Information provided:
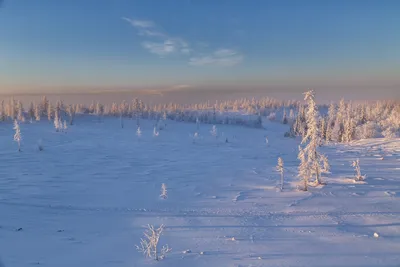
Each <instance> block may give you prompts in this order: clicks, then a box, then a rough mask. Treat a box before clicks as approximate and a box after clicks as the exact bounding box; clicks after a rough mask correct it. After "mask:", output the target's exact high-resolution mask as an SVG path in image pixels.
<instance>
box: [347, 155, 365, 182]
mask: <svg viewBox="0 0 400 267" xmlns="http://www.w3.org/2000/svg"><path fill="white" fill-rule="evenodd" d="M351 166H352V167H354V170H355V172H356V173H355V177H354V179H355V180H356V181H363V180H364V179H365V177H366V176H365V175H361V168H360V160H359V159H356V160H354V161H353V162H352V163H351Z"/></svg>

==

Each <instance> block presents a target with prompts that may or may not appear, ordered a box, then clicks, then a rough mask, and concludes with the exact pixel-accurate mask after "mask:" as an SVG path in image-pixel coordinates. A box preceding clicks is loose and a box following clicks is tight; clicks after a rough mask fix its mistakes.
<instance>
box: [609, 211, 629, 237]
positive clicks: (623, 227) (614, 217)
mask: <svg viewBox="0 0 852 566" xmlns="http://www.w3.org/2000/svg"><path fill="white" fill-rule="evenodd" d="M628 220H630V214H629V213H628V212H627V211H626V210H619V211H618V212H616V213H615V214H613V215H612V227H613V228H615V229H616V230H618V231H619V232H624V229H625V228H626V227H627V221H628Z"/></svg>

Your task:
Within the material above, please work out how many lines contain the word "prompts" and give that number by itself.

Response for this exercise:
2